- **할 일**:
아래 기록의 모든 줄을 빈 줄은 빼고 번호를 매긴 목록으로 나타내 주시겠어요?

- **표시된 기록**:

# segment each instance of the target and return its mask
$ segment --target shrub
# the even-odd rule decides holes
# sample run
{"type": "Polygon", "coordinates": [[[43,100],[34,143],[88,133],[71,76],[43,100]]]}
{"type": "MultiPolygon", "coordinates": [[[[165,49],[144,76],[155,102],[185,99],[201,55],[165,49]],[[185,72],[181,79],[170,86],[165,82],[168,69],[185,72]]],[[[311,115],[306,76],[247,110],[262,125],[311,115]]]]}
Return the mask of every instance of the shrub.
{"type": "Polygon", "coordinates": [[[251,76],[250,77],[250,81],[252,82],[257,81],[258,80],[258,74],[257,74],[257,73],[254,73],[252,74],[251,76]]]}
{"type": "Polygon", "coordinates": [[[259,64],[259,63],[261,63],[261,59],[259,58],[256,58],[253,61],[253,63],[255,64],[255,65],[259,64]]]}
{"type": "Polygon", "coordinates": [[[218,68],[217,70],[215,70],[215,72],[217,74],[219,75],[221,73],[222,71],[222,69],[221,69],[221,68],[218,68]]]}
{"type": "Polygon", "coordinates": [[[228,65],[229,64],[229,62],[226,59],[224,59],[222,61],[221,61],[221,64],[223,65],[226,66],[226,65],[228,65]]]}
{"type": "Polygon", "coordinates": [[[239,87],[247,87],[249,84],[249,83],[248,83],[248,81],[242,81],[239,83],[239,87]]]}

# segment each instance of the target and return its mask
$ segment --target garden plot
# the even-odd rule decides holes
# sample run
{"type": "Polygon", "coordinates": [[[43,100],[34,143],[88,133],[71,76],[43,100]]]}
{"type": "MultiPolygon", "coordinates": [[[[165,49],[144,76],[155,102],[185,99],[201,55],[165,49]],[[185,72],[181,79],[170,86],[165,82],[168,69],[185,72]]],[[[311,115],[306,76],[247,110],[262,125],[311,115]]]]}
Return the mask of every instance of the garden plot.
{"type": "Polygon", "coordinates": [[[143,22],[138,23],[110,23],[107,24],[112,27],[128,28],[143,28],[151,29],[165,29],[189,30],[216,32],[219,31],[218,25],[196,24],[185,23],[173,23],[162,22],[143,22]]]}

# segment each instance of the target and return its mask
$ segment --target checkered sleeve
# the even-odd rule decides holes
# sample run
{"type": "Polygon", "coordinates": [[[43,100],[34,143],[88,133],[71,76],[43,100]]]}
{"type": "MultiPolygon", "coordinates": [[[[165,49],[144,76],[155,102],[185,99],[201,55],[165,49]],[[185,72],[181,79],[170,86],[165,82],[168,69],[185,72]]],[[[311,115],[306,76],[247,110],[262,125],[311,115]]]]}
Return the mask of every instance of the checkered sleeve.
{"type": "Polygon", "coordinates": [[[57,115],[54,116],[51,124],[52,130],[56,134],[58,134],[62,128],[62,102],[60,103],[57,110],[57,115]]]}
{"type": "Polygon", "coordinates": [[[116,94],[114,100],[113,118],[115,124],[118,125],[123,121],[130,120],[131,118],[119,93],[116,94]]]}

- **아래 답변**:
1. # segment each instance of the target and return its mask
2. $ segment --target shrub
3. # the even-odd rule decides holes
4. # sample run
5. {"type": "Polygon", "coordinates": [[[43,100],[34,143],[88,133],[71,76],[43,100]]]}
6. {"type": "MultiPolygon", "coordinates": [[[[165,49],[144,76],[155,102],[185,99],[201,55],[165,49]],[[185,72],[181,79],[170,86],[165,82],[168,69],[185,72]]],[[[311,115],[306,76],[247,110],[262,125],[311,115]]]]}
7. Return the mask of every instance of the shrub.
8. {"type": "Polygon", "coordinates": [[[251,76],[250,77],[250,81],[252,82],[257,81],[258,80],[258,74],[257,74],[257,73],[254,73],[252,74],[251,76]]]}
9. {"type": "Polygon", "coordinates": [[[259,64],[259,63],[261,63],[261,59],[259,58],[256,58],[253,61],[253,63],[255,64],[255,65],[259,64]]]}
10. {"type": "Polygon", "coordinates": [[[218,68],[217,70],[215,70],[215,72],[217,74],[219,75],[221,73],[222,71],[222,69],[221,69],[221,68],[218,68]]]}
11. {"type": "Polygon", "coordinates": [[[228,65],[229,64],[229,62],[226,59],[224,59],[222,61],[221,61],[221,64],[223,65],[226,66],[226,65],[228,65]]]}
12. {"type": "Polygon", "coordinates": [[[239,87],[247,87],[249,84],[249,83],[248,83],[248,81],[242,81],[239,83],[239,87]]]}
13. # segment each instance of the target and return its mask
14. $ segment --target garden plot
15. # the even-odd rule decides holes
16. # sample run
17. {"type": "Polygon", "coordinates": [[[43,100],[34,143],[88,133],[71,76],[43,100]]]}
18. {"type": "MultiPolygon", "coordinates": [[[[165,49],[144,76],[155,102],[185,99],[201,55],[165,49]],[[185,72],[181,79],[170,86],[165,82],[168,69],[185,72]]],[[[311,115],[306,76],[247,110],[262,125],[311,115]]]]}
19. Return the mask of every instance of the garden plot.
20. {"type": "Polygon", "coordinates": [[[143,22],[138,23],[110,23],[107,24],[112,27],[128,28],[143,28],[151,29],[165,29],[189,30],[216,32],[219,31],[218,25],[196,24],[185,23],[173,23],[162,22],[143,22]]]}
21. # segment each instance of the target and return its mask
22. $ segment --target checkered sleeve
23. # the even-odd rule decides holes
24. # sample run
25. {"type": "Polygon", "coordinates": [[[43,100],[34,143],[88,133],[71,76],[43,100]]]}
26. {"type": "MultiPolygon", "coordinates": [[[[165,49],[144,76],[155,102],[185,99],[201,55],[165,49]],[[185,72],[181,79],[170,86],[165,82],[168,69],[185,72]]],[[[311,115],[306,76],[247,110],[262,125],[311,115]]]]}
27. Return the mask of every instance of the checkered sleeve.
28. {"type": "Polygon", "coordinates": [[[57,115],[54,116],[51,124],[52,130],[56,134],[58,134],[62,128],[62,102],[60,103],[57,110],[57,115]]]}
29. {"type": "Polygon", "coordinates": [[[116,94],[114,100],[113,118],[115,124],[118,125],[123,121],[130,120],[131,118],[119,93],[116,94]]]}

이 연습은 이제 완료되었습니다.